Copy out the lines from the one containing "Exercise. Point to every instance of the white" through the end of the lines, inclusive, keeping the requests unchanged and shifting every answer coordinate by adding 114 to each of its numbers.

┌─ Provided data

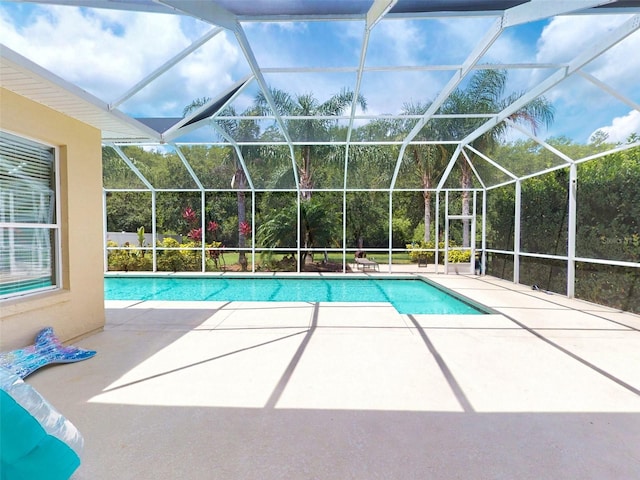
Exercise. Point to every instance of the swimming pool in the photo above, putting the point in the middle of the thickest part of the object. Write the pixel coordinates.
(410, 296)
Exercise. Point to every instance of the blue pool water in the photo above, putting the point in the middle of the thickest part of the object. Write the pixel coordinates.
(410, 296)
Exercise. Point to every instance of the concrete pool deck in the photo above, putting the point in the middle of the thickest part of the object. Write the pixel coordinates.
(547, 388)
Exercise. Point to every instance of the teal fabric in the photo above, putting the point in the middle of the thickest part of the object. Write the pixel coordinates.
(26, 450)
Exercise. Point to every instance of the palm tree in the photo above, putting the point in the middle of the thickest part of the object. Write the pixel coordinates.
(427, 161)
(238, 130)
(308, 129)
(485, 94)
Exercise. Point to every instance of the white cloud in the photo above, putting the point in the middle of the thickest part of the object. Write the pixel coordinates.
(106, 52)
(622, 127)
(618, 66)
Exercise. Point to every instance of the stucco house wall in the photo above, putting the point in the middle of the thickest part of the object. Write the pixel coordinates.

└─

Completed task:
Exercise. Point to every instance of the white cloud in the photo above, putting the point in the middle of the thickest part of the object. Write the pixel coordinates.
(220, 166)
(736, 241)
(732, 180)
Exercise. Point to every instance of the stucco house wall in the photo above, putting the point in the middle of the thickest part of the object. Write the pixel coordinates.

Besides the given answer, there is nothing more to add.